What you will do: Only a number is wanted here: the number of lines of the data that include "query".

Data in this exercise:
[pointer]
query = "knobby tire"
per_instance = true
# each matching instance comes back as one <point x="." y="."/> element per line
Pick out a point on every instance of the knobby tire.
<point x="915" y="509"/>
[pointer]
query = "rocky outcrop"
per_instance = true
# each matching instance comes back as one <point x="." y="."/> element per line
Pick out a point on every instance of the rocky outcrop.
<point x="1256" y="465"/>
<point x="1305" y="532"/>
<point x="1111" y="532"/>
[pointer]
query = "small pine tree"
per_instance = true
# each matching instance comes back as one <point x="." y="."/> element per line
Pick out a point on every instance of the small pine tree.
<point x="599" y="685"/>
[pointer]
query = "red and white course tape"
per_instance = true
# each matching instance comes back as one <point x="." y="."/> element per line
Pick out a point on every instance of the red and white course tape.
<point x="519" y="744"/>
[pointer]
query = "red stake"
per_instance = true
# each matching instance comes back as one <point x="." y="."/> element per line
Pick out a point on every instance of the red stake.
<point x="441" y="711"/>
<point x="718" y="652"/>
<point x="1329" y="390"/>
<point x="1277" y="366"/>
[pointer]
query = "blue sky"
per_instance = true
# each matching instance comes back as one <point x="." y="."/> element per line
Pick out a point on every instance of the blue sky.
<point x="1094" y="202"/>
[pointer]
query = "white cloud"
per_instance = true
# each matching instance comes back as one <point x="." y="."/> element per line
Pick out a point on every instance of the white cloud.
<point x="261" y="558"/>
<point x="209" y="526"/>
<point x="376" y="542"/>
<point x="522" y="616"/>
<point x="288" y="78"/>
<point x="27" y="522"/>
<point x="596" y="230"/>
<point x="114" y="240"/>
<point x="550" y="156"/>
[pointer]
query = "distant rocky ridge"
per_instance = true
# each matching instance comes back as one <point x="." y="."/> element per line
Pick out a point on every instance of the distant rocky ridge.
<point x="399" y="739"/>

Response to this exercise: 8